PROBLEM 1: In the travel post, rewrite the paragraph beginning "We really wanted to visit the Davit Gereja monastery complex" more briefly, keeping its main facts.
PROBLEM 2: Reproduce the part of the travel post between "First, we spent" and "where we came.", inclusive.
PROBLEM 3: List every animal the travel post names in its description of the landscape around Udabno.

SELECTED EXCERPT:
Endless views, “holy crap this far east”, city life… and a trip to the postoffice
We left Kazbegi, the place we fell in love with.
We were ready to discover new places and to do new things.
This time we left for Kakheti and what would be the most eastern part of our journey.
First, we spent three days in Udabno, in a nice, bit alternative guesthouse, where we felt right at home. The scenery couldn’t be more different from where we came.
A gently, sloping, steppe landscape. Dry grassland filled with sheep, horses, cows, goats and their keepers, snakes and majestic eagles in the sky. An almost endless landscape in which you feel small and insignificant.
We really wanted to visit the Davit Gereja monastery complex. It was built 1500 years ago and is now the centre of a dispute between Georgia and Azerbaijan. But we were there to see the monastery and the hundreds of chapels, churches and cells hollowed out of the rock face.
Visiting a religious site like this is from a whole new level and much more fun than we’re used to.
First of all, it’s completely outdoors and the views are amazing.
Second, it feels like a hike through a harsh, uninhabited land.
Third, there are lots of opportunities to climb rocks and search for hidden places.
Forth, you’re free to walk around anywhere except for the border with Azerbaijan.

DATA RECORDS:
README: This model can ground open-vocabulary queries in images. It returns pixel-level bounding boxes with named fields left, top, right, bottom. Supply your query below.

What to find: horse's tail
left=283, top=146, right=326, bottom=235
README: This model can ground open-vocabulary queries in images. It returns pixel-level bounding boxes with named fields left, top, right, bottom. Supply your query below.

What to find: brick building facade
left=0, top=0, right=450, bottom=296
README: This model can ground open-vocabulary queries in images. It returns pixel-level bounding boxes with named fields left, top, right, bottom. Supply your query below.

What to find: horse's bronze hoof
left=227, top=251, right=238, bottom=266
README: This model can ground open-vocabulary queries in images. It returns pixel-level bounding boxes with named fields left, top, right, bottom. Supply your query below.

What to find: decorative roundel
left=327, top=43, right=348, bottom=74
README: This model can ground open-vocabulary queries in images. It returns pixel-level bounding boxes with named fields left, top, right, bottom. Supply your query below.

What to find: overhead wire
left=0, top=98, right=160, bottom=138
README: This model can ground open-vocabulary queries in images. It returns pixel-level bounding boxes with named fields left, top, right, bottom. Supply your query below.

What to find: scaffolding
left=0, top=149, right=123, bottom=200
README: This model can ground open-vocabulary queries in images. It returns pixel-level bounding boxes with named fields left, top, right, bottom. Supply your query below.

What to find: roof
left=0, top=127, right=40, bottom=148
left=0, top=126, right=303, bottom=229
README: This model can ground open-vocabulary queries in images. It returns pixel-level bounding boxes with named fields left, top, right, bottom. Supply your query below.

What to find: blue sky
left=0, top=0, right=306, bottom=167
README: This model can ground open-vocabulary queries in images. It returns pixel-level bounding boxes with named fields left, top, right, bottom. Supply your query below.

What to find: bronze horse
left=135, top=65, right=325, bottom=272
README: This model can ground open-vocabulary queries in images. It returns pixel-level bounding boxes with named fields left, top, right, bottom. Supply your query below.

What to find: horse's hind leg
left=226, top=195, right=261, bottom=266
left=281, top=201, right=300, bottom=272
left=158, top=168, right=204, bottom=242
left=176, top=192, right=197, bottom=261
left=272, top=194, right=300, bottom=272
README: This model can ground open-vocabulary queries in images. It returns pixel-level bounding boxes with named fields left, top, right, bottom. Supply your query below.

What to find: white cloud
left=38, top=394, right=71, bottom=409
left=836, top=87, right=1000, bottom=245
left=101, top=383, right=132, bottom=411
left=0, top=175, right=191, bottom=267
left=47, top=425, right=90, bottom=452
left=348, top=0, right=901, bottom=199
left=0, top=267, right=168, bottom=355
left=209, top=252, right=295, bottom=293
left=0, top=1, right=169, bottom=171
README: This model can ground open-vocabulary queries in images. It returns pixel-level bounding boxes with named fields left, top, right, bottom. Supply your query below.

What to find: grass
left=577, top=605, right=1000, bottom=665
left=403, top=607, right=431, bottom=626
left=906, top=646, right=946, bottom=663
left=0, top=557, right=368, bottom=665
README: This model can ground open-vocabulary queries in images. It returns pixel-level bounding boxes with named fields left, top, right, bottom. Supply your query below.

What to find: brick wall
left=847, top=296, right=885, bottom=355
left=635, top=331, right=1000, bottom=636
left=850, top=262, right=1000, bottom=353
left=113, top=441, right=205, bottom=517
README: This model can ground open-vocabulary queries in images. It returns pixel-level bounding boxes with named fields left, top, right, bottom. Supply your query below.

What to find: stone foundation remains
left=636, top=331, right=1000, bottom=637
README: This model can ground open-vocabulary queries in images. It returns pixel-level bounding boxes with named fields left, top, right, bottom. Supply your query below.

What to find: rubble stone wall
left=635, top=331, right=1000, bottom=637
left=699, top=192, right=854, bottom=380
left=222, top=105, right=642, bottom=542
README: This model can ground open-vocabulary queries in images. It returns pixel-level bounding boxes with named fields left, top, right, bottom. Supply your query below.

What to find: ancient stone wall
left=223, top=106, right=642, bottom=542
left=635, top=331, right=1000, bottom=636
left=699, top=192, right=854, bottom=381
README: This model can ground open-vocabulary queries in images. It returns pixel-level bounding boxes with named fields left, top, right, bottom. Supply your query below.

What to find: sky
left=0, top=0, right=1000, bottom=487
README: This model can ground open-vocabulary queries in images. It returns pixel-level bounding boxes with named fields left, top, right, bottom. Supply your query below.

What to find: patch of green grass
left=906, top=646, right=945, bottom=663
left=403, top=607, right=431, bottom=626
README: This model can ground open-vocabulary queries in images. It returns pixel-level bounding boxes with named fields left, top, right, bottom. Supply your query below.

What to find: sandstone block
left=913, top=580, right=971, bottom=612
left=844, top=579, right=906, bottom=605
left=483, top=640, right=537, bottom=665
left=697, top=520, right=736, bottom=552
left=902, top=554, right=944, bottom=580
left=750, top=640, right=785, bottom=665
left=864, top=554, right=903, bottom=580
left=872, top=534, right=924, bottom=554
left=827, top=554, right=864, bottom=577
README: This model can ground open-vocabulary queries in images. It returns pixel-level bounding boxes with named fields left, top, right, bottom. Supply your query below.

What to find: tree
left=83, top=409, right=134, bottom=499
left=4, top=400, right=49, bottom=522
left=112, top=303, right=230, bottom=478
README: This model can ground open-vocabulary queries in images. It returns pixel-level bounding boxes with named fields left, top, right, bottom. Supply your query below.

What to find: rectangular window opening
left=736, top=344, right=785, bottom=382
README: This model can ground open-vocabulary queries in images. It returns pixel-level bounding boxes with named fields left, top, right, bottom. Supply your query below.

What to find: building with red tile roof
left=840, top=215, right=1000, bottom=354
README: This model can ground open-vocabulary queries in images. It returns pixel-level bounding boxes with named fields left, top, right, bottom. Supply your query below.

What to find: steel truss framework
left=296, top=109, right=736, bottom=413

RESPONSE 1: We wanted to see the Davit Gereja monastery complex. It is 1,500 years old, is disputed between Georgia and Azerbaijan, and includes hundreds of chapels, churches and cells carved into the rock face.

RESPONSE 2:
First, we spent three days in Udabno, in a nice, bit alternative guesthouse, where we felt right at home. The scenery couldn’t be more different from where we came.

RESPONSE 3:
- sheep
- horses
- cows
- goats
- snakes
- eagles